**Provided passage:**
**********

I am positively moved that neither Sarah nor her daughter were willing to terminate the lives of their unborn children. This is in sharp contrast to Obama’s statement that “When it comes specifically to HIV/AIDS, the most important prevention is education, which should include…which should include abstinence education and teaching children…teaching children, you know, that sex is not something casual. But it should also include – it should also include other, you know, information about contraception, because, look, I’ve got two daughters, 9 years old and 6 years old. I am going to teach them first of all about values and morals. But if they make a mistake, I don’t want them punished with a baby.” (March, 2008)
So, one Vice Presidential candidate and her daughter demonstrate, under conditions of great stress, that babies are valued human beings, not punishment. However, that same VP candidate came forth in April of 2008 with a proclamation for “Family Child Care Week,” in which she wrote: “These professionals are positive role models for the children they care for and the communities they serve.” Clearly, Palin sees the need for
positive role models. I suggest that they be Mommy and Daddy, and not the hired help.

**********

(Records excerpted from a collection)
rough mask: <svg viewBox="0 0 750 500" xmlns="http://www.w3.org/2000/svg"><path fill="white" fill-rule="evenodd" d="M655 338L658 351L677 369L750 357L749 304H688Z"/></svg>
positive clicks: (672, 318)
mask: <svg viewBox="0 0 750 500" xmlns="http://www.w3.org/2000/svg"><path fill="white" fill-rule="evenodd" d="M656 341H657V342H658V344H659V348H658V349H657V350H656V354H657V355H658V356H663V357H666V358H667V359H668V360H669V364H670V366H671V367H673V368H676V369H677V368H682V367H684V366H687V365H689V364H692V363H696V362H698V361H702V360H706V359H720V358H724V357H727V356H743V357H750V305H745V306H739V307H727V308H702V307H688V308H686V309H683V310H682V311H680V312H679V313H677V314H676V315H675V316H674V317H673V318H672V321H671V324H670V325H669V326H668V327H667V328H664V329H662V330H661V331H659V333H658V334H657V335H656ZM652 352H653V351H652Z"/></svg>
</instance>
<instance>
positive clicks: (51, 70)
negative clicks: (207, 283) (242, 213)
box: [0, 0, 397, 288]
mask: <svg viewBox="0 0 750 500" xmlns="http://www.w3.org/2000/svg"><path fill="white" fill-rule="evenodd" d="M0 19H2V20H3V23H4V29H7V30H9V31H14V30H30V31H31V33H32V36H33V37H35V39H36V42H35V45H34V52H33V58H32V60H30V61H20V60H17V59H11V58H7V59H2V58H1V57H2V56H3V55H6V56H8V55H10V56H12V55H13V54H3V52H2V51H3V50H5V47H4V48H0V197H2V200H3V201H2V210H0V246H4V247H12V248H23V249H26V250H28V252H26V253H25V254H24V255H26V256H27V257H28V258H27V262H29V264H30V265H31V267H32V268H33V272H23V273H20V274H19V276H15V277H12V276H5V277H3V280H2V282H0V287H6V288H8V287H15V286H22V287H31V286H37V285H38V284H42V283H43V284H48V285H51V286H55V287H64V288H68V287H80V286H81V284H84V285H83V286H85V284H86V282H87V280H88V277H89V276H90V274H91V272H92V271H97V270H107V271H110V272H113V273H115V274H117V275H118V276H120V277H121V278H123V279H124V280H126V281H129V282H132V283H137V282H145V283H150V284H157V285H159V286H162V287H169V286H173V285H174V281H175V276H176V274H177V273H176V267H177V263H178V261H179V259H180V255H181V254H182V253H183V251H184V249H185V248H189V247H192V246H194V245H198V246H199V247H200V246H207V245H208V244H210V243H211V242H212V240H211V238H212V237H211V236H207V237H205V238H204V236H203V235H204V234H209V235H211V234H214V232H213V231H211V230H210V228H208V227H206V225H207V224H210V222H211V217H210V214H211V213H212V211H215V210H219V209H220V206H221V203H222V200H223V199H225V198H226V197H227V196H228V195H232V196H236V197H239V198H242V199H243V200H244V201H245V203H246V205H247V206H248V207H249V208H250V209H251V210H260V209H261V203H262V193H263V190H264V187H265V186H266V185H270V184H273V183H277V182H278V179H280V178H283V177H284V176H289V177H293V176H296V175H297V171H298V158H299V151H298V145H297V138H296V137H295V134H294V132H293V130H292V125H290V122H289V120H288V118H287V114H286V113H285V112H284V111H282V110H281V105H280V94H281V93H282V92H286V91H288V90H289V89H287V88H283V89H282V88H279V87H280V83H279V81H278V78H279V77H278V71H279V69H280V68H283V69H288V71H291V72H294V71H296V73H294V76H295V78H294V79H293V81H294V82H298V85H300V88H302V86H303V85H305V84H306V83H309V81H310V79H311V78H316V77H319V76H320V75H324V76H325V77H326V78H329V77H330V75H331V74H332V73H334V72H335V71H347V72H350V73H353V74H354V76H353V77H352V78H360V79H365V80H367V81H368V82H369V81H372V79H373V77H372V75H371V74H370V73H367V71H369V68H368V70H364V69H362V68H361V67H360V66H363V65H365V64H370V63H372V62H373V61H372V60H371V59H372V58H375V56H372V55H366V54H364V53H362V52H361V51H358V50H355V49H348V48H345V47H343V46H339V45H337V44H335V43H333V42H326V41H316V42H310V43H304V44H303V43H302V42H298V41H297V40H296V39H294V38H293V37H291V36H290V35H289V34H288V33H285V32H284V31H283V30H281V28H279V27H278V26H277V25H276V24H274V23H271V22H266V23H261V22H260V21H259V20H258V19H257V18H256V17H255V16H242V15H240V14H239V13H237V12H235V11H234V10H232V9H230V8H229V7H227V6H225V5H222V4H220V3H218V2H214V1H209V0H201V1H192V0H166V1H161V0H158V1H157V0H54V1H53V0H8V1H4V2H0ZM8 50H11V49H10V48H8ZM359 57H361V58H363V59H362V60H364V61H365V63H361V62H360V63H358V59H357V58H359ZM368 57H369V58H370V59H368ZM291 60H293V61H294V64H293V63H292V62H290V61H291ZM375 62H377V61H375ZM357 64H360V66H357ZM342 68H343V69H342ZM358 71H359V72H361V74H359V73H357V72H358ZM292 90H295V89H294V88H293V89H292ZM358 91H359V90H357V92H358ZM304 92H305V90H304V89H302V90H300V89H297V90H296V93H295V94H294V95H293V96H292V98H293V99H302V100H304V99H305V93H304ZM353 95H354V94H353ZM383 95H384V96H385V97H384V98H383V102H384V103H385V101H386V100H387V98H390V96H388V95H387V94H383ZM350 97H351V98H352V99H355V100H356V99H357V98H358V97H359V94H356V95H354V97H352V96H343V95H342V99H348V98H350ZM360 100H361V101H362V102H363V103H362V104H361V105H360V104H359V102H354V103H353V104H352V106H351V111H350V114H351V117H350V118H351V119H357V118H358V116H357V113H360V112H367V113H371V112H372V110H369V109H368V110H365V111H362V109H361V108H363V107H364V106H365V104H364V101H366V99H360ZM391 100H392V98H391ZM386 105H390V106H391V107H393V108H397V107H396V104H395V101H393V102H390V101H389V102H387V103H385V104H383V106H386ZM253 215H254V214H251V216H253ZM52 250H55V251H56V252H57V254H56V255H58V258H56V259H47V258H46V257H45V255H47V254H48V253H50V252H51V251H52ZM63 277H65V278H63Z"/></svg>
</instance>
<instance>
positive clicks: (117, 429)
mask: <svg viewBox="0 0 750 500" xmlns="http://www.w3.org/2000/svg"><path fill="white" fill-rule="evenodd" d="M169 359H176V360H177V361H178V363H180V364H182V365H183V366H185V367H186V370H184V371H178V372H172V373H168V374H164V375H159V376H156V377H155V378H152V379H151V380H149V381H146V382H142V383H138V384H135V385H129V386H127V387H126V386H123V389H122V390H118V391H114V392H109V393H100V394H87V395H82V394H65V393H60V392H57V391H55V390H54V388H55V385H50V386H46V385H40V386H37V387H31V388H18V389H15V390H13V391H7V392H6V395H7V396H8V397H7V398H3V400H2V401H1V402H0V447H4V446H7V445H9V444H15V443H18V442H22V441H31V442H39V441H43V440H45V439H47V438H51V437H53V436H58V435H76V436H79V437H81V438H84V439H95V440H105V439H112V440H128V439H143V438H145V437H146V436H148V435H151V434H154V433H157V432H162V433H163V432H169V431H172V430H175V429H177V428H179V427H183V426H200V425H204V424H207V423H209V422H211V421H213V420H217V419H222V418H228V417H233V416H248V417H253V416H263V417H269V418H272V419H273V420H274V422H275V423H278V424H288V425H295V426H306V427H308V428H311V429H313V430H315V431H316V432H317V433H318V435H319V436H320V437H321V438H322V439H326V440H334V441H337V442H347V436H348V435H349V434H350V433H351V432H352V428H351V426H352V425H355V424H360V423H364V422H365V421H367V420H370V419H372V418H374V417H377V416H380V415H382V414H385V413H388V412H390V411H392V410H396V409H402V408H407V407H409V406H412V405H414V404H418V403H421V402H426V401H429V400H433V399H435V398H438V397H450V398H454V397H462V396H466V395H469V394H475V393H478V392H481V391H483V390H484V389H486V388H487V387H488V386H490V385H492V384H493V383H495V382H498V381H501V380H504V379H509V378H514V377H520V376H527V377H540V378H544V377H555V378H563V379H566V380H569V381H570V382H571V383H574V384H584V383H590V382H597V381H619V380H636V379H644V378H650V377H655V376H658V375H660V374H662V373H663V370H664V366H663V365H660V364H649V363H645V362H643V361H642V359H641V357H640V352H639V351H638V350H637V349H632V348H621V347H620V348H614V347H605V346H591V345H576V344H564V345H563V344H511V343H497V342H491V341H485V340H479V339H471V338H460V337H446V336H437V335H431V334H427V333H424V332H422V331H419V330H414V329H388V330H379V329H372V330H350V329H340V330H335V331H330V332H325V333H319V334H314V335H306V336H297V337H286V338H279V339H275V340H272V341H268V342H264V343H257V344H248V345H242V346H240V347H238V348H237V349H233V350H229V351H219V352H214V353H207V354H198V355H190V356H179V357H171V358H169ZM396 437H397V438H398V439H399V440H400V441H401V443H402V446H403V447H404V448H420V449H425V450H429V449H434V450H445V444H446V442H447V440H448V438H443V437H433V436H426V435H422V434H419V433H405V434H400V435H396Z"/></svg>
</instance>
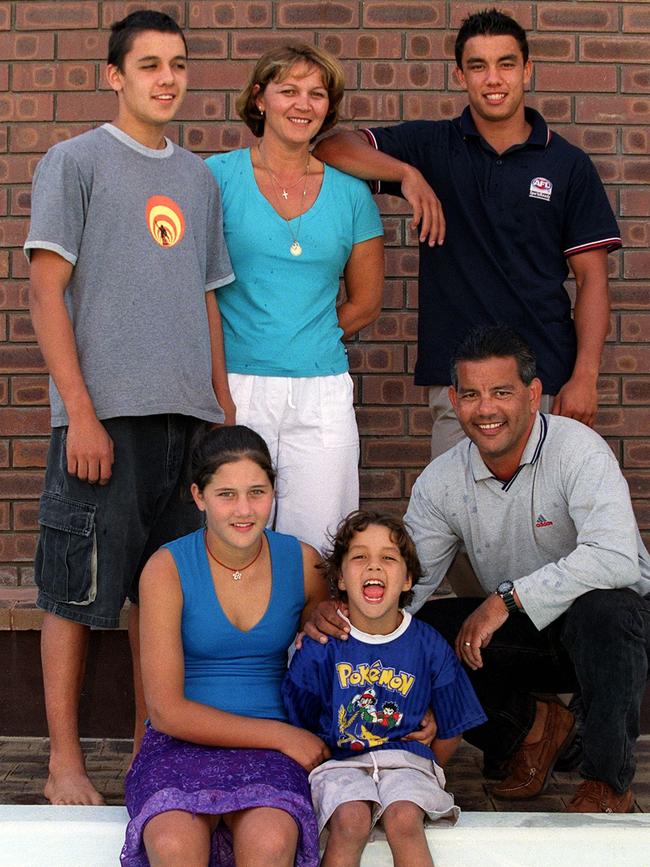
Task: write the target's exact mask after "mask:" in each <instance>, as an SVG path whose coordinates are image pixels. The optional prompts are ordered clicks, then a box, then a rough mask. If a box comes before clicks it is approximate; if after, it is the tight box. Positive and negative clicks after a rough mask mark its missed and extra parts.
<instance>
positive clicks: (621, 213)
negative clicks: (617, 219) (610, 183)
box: [620, 188, 650, 217]
mask: <svg viewBox="0 0 650 867" xmlns="http://www.w3.org/2000/svg"><path fill="white" fill-rule="evenodd" d="M620 213H621V216H623V217H650V189H648V188H643V189H639V188H628V189H624V190H621V211H620Z"/></svg>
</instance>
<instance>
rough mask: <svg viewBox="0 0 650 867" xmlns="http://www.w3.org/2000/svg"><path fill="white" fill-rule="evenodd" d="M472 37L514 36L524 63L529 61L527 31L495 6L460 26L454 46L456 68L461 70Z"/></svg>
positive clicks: (466, 20)
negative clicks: (458, 68)
mask: <svg viewBox="0 0 650 867" xmlns="http://www.w3.org/2000/svg"><path fill="white" fill-rule="evenodd" d="M472 36H514V38H515V39H516V40H517V42H518V44H519V48H520V49H521V53H522V55H523V58H524V63H527V61H528V54H529V52H528V39H527V38H526V31H525V30H524V28H523V27H522V26H521V24H518V23H517V22H516V21H515V19H514V18H511V17H510V15H506V13H505V12H500V11H499V10H498V9H497V8H496V7H495V6H493V7H492V9H483V10H481V11H480V12H474V13H473V14H472V15H468V16H467V18H465V19H464V21H463V22H462V24H461V25H460V30H459V31H458V34H457V36H456V44H455V45H454V54H455V55H456V66H458V67H459V68H462V60H463V49H464V48H465V43H466V42H467V40H468V39H471V38H472Z"/></svg>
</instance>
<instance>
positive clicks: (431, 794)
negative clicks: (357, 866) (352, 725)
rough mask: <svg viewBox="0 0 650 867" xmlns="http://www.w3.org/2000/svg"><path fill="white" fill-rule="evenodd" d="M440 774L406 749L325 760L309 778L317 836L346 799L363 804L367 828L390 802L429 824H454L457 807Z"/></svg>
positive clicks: (459, 814) (424, 761) (314, 771)
mask: <svg viewBox="0 0 650 867" xmlns="http://www.w3.org/2000/svg"><path fill="white" fill-rule="evenodd" d="M445 782H446V780H445V774H444V771H443V770H442V768H441V767H440V766H439V765H437V764H436V763H435V762H433V761H431V760H429V759H425V758H424V757H423V756H418V755H416V754H415V753H412V752H409V751H408V750H372V751H370V752H368V753H362V754H361V755H359V756H354V757H353V758H349V759H330V760H329V761H328V762H324V763H323V764H322V765H319V766H318V767H317V768H316V769H315V770H313V771H312V772H311V774H310V775H309V783H310V785H311V797H312V801H313V802H314V810H315V811H316V818H317V819H318V833H319V834H320V833H321V832H322V831H323V829H324V828H325V826H326V825H327V823H328V822H329V820H330V818H331V817H332V814H333V813H334V810H336V808H337V807H339V806H340V805H341V804H345V803H348V802H349V801H369V802H370V803H371V804H372V805H373V806H372V827H373V828H374V826H375V824H376V823H377V822H378V821H379V820H380V819H381V816H382V813H383V812H384V810H385V809H386V807H388V806H389V805H390V804H393V803H394V802H395V801H410V802H411V803H413V804H417V806H418V807H420V809H422V810H424V812H425V814H426V818H427V819H428V820H430V821H432V822H435V821H437V820H438V819H449V820H451V822H452V824H455V823H456V822H457V820H458V817H459V815H460V808H459V807H457V806H455V805H454V796H453V795H451V794H449V792H445Z"/></svg>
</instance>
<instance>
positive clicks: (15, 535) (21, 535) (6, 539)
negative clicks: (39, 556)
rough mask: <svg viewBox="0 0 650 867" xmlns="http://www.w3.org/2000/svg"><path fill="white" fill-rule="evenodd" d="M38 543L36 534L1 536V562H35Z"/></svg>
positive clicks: (0, 549) (0, 559)
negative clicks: (35, 556)
mask: <svg viewBox="0 0 650 867" xmlns="http://www.w3.org/2000/svg"><path fill="white" fill-rule="evenodd" d="M37 542H38V535H37V534H36V533H3V534H2V535H0V562H4V563H15V562H18V561H21V560H33V559H34V552H35V551H36V543H37Z"/></svg>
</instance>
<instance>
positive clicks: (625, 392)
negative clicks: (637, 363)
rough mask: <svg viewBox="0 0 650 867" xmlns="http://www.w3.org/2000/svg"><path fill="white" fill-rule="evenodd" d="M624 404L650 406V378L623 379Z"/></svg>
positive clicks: (638, 377) (629, 378) (623, 398)
mask: <svg viewBox="0 0 650 867" xmlns="http://www.w3.org/2000/svg"><path fill="white" fill-rule="evenodd" d="M623 403H624V404H630V403H631V404H650V377H649V376H634V377H629V378H628V377H625V378H624V379H623Z"/></svg>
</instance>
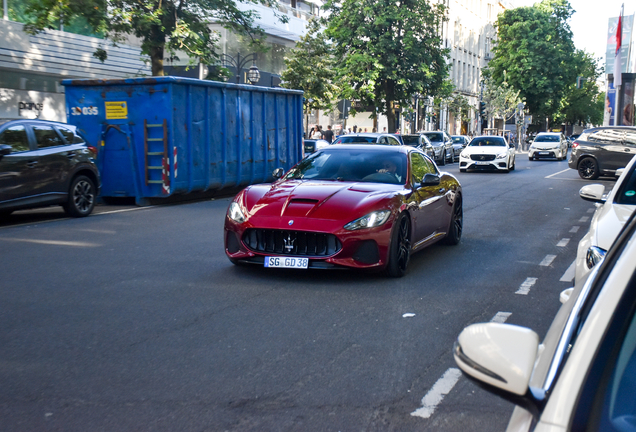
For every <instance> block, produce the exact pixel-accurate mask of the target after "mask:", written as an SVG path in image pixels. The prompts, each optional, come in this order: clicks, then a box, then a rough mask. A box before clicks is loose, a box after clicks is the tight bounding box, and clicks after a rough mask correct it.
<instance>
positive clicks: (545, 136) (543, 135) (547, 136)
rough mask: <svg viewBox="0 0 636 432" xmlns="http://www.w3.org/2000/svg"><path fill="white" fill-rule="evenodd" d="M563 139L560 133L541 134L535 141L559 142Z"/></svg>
mask: <svg viewBox="0 0 636 432" xmlns="http://www.w3.org/2000/svg"><path fill="white" fill-rule="evenodd" d="M559 141H561V139H560V137H559V136H558V135H539V136H538V137H536V138H535V140H534V142H559Z"/></svg>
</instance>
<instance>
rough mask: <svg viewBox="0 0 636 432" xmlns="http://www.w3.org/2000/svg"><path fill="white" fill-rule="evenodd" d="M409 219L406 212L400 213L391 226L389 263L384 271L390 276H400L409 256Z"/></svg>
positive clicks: (406, 264) (410, 229)
mask: <svg viewBox="0 0 636 432" xmlns="http://www.w3.org/2000/svg"><path fill="white" fill-rule="evenodd" d="M410 237H411V221H410V219H409V217H408V215H407V214H406V213H401V214H400V215H399V216H398V218H397V220H396V222H395V227H394V228H393V233H392V235H391V245H390V246H389V264H388V265H387V268H386V272H387V275H388V276H390V277H396V278H397V277H402V276H404V274H405V273H406V266H407V265H408V264H409V259H410V256H411V240H410Z"/></svg>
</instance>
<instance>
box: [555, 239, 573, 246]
mask: <svg viewBox="0 0 636 432" xmlns="http://www.w3.org/2000/svg"><path fill="white" fill-rule="evenodd" d="M568 243H570V239H561V241H560V242H558V243H557V246H558V247H566V246H567V245H568Z"/></svg>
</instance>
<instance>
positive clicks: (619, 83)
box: [614, 4, 624, 88]
mask: <svg viewBox="0 0 636 432" xmlns="http://www.w3.org/2000/svg"><path fill="white" fill-rule="evenodd" d="M623 7H624V4H622V5H621V13H620V15H619V16H618V26H617V27H616V52H615V53H614V88H616V87H618V86H620V85H621V84H622V69H621V45H622V44H623Z"/></svg>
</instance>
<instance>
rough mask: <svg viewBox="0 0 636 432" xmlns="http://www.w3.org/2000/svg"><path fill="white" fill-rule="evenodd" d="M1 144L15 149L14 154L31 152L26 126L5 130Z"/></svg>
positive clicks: (1, 141) (14, 127)
mask: <svg viewBox="0 0 636 432" xmlns="http://www.w3.org/2000/svg"><path fill="white" fill-rule="evenodd" d="M0 144H7V145H10V146H11V147H13V150H12V151H14V152H19V151H27V150H30V148H29V139H28V138H27V134H26V129H24V126H12V127H10V128H8V129H5V130H4V132H2V134H1V135H0Z"/></svg>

**********

**Try it:** Repeat the Palin commentary above word for word, from "So, one Vice" to "the hired help.".

**Task answer:**
So, one Vice Presidential candidate and her daughter demonstrate, under conditions of great stress, that babies are valued human beings, not punishment. However, that same VP candidate came forth in April of 2008 with a proclamation for “Family Child Care Week,” in which she wrote: “These professionals are positive role models for the children they care for and the communities they serve.” Clearly, Palin sees the need for
positive role models. I suggest that they be Mommy and Daddy, and not the hired help.